--- ZU LÖSENDE AUFGABE ---
Schreiben Sie aus dem Auszug über Norah Jones' Live-DVD den Abschnitt von „Und: Es scheint“ bis „klopfen, perlen lässt.“ wortgetreu ab.

--- AUSZUG ---
Welch wunderbare, nicht mehr wirklich zu erwartende Überraschung „Live At Ronnie’s Club" ist! Die studierte Jazz-Pianistin Norah Jones packt ihr allzu oft in seichte Folk-Pop-Soul-Outfits gestecktes Repertoire endlich wieder, teils sogar erstmals, in so schlichte wie schmucke Jazz-Gewänder. Unglaublich lässig, unfassbar elegant, bezaubernd selbstverständlich. Ja, so, als wäre sie keine 16 Jahre lang die Pop-Charts rauf- und runtergeritten.
Und: Es scheint ihre leichteste Übung zu sein – wie diese wunderbare Live-DVD eindrucksvoll belegt. Aufgenommen wurde sie an vier Tagen im schummrigen Londoner Traditional-Jazz-Club. Es ist zugleich Augen- und Ohrenweide, wie Miss Jones ihre Finger über die Tasten des Flügels gleiten, hüpfen, streicheln, klopfen, perlen lässt.

[Gespeicherte Datensätze]
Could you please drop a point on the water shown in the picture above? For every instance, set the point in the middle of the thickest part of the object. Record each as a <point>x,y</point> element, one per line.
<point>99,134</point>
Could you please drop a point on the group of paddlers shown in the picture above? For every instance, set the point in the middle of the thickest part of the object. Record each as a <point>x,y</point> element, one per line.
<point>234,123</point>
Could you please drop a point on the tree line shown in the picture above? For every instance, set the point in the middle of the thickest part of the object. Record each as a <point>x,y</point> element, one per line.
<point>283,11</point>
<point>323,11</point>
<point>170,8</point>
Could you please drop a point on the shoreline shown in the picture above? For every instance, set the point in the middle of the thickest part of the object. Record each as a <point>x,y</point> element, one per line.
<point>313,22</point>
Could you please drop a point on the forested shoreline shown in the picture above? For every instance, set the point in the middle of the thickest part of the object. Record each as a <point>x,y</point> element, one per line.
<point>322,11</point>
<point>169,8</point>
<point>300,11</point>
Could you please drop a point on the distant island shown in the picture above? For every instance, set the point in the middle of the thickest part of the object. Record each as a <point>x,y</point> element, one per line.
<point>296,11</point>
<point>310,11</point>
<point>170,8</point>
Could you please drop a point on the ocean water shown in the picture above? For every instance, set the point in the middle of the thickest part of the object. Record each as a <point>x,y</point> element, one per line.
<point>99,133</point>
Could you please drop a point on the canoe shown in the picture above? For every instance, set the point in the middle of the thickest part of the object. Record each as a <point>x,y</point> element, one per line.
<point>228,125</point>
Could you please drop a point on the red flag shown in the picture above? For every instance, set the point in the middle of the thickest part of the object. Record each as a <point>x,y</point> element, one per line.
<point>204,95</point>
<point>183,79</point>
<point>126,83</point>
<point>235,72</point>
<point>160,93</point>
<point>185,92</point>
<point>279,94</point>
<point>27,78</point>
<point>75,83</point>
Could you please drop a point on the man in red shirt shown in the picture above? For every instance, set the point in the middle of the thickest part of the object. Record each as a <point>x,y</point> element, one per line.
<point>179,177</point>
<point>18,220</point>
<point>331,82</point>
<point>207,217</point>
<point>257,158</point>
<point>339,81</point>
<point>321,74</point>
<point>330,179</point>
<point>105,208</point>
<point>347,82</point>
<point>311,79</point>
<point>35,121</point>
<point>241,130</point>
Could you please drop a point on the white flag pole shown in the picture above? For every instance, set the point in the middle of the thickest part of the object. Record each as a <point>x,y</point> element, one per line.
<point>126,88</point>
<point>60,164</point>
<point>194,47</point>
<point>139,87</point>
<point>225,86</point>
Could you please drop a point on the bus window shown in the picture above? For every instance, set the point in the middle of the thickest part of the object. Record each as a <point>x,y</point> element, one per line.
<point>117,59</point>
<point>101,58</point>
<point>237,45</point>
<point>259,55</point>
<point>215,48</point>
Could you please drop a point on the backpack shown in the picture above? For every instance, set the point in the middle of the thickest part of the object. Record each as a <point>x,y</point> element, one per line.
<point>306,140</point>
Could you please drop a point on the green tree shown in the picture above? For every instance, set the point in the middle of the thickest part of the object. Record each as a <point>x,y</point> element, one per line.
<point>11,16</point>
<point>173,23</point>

--- ANTWORT ---
Und: Es scheint ihre leichteste Übung zu sein – wie diese wunderbare Live-DVD eindrucksvoll belegt. Aufgenommen wurde sie an vier Tagen im schummrigen Londoner Traditional-Jazz-Club. Es ist zugleich Augen- und Ohrenweide, wie Miss Jones ihre Finger über die Tasten des Flügels gleiten, hüpfen, streicheln, klopfen, perlen lässt.